-- WORK TO BE COMPLETED --
The number needed is how many lines of the data hold the string "below". Give that number and nothing more.

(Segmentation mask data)
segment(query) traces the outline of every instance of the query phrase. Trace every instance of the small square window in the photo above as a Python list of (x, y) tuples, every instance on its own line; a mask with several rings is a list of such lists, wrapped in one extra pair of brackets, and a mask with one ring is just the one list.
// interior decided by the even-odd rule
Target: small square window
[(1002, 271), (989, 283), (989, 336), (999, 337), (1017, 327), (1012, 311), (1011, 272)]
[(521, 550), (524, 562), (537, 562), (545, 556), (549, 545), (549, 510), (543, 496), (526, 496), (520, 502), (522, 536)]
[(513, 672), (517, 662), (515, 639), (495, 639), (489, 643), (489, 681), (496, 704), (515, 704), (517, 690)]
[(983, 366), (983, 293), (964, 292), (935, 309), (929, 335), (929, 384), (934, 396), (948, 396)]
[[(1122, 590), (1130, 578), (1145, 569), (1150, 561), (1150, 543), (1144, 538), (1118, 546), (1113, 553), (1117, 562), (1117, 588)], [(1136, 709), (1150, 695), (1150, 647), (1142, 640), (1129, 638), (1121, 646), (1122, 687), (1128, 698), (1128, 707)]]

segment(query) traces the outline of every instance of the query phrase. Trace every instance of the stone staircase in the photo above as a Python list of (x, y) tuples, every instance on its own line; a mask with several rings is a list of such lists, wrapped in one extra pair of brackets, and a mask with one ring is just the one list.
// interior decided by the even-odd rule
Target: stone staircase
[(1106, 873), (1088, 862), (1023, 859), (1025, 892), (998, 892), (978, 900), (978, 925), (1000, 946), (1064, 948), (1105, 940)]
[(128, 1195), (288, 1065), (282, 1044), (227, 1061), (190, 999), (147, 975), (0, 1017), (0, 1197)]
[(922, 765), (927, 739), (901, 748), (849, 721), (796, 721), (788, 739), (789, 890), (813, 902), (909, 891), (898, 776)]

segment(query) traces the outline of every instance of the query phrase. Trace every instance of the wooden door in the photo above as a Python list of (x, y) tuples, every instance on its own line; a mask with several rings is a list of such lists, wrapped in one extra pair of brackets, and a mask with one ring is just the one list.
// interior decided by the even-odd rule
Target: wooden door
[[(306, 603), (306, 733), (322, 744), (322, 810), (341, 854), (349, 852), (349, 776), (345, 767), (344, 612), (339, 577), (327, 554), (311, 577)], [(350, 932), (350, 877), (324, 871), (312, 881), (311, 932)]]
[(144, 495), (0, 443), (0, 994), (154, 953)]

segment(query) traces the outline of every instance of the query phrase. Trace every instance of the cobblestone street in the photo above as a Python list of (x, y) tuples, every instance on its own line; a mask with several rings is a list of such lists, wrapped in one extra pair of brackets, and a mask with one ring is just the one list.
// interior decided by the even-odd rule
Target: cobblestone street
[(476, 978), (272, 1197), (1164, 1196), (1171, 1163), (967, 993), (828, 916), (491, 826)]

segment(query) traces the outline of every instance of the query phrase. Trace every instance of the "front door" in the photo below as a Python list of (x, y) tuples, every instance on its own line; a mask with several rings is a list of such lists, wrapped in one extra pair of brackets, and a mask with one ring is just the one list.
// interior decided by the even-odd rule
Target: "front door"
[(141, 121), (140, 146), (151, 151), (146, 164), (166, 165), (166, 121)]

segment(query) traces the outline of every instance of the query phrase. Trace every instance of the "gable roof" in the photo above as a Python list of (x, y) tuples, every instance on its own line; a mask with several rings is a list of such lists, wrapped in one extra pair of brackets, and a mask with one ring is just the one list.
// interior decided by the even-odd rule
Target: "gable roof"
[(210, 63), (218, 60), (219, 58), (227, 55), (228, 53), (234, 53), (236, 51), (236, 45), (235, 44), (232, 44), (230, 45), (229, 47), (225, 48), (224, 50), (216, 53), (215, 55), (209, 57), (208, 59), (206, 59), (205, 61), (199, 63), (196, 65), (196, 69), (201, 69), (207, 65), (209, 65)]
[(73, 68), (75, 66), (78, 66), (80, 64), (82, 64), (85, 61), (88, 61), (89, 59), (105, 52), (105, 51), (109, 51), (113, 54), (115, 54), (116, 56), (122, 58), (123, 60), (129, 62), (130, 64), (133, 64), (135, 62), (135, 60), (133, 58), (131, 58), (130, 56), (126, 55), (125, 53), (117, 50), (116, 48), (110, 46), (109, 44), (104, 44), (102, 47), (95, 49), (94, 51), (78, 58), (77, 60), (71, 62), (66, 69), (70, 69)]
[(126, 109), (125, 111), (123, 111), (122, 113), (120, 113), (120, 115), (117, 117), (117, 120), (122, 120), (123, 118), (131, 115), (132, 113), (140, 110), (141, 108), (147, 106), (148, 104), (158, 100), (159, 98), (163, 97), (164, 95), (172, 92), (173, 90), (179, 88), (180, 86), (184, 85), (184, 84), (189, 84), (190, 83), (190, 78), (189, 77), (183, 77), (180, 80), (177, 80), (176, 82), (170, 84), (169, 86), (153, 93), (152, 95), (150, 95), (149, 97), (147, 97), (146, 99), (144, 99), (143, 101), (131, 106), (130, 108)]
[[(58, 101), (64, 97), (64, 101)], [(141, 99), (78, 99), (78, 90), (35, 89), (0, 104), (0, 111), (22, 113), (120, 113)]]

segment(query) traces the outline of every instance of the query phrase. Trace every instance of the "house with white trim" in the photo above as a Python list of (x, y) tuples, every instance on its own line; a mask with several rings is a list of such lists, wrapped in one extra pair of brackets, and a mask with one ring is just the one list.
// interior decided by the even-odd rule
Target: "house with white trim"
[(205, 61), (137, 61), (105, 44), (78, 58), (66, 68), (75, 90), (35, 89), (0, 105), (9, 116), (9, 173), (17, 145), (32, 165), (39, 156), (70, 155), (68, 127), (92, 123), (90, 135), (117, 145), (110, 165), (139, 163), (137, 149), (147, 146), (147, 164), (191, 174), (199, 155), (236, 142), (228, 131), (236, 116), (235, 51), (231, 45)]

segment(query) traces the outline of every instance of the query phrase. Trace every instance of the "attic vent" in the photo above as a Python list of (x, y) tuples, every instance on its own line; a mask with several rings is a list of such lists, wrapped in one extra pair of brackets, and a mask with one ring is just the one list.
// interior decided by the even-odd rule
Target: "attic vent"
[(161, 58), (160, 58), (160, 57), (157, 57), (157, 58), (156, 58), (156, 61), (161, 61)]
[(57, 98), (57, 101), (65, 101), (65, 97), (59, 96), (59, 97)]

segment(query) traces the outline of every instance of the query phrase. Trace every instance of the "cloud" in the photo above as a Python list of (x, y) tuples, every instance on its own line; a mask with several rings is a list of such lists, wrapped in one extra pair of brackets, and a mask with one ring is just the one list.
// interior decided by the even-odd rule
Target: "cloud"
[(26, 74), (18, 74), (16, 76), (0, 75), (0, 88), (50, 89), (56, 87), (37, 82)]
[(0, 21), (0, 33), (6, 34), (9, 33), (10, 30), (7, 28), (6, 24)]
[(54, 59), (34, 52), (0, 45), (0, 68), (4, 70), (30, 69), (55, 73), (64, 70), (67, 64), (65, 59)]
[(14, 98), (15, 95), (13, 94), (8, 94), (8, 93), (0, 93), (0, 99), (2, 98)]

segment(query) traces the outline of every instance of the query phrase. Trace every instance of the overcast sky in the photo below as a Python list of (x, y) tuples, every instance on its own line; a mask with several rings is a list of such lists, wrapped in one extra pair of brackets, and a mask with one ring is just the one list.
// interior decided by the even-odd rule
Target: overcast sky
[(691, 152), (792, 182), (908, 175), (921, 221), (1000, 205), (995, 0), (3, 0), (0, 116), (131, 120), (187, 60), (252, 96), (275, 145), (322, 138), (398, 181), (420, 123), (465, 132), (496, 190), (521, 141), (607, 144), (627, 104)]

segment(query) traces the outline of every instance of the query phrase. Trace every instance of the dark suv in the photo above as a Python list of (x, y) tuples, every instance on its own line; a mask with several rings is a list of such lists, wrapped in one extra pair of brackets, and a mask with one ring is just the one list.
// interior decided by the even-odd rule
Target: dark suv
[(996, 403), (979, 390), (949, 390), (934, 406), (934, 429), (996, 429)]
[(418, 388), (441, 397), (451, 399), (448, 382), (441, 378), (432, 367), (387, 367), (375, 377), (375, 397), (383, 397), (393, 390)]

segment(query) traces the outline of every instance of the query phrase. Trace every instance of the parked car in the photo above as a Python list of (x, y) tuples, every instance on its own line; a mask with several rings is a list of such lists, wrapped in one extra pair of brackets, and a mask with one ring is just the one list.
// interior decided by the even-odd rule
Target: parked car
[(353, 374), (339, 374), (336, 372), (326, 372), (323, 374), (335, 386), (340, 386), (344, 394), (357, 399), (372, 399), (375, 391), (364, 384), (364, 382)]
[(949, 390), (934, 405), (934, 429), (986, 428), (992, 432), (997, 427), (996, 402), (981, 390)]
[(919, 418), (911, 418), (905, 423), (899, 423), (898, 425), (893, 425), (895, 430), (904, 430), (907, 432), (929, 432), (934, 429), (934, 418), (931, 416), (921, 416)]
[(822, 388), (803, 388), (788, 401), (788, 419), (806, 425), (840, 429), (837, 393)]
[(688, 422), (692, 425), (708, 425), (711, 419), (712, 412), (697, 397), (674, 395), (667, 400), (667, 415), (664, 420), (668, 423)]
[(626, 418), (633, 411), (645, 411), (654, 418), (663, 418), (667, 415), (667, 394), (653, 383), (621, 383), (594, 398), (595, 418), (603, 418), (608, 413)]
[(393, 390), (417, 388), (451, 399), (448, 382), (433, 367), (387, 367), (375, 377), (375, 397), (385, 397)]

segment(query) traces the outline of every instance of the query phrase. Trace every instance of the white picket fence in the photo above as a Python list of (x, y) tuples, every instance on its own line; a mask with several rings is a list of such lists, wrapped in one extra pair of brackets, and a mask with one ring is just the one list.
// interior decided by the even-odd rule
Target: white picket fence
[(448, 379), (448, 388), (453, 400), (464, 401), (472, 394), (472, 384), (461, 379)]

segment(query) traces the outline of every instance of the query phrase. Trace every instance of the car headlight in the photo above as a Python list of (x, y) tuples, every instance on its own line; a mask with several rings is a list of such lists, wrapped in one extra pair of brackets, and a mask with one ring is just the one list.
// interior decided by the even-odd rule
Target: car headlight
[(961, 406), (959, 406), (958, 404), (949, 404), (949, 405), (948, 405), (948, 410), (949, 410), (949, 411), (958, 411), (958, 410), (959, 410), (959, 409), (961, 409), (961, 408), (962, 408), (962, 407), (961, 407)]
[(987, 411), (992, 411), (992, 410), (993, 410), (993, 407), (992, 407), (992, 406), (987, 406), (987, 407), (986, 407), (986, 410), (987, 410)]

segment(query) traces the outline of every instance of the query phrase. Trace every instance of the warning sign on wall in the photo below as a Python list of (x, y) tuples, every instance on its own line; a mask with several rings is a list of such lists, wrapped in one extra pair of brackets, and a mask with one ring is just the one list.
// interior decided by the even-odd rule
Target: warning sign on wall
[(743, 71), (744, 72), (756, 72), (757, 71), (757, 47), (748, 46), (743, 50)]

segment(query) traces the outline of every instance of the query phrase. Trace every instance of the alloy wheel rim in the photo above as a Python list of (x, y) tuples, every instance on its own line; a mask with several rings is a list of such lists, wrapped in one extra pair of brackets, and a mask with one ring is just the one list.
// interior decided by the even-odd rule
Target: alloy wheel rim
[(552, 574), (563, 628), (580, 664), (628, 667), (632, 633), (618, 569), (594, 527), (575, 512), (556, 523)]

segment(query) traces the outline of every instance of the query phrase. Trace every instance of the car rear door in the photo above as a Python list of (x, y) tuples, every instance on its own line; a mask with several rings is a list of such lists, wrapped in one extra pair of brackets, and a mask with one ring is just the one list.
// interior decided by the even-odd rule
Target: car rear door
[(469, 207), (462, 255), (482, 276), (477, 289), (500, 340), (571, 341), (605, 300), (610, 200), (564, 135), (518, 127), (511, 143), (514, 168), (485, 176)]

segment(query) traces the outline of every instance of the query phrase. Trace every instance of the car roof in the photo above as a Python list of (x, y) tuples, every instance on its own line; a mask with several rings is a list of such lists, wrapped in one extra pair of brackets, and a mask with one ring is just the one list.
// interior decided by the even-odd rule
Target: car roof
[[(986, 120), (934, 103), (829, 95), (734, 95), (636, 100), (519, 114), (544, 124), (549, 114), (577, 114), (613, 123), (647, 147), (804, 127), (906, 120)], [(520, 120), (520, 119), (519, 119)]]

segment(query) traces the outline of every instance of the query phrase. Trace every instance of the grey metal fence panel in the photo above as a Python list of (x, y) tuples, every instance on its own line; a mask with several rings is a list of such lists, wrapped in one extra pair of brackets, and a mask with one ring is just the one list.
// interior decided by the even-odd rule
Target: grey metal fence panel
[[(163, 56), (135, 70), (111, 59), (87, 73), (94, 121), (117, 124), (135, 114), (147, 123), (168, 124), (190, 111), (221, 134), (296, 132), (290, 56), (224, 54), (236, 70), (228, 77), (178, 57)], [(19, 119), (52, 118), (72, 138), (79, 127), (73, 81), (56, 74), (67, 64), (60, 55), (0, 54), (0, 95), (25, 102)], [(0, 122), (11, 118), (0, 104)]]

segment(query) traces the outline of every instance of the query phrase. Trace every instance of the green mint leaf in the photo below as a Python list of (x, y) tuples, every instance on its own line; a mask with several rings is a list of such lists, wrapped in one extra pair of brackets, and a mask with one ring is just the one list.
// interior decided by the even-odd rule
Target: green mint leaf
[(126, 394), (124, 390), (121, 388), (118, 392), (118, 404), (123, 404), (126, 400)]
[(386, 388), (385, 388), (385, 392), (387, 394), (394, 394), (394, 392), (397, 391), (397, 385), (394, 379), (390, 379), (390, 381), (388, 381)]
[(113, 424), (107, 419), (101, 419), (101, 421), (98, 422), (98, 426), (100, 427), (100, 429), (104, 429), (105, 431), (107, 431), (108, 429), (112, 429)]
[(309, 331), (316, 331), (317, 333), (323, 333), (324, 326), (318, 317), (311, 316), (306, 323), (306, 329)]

-- REPLY --
4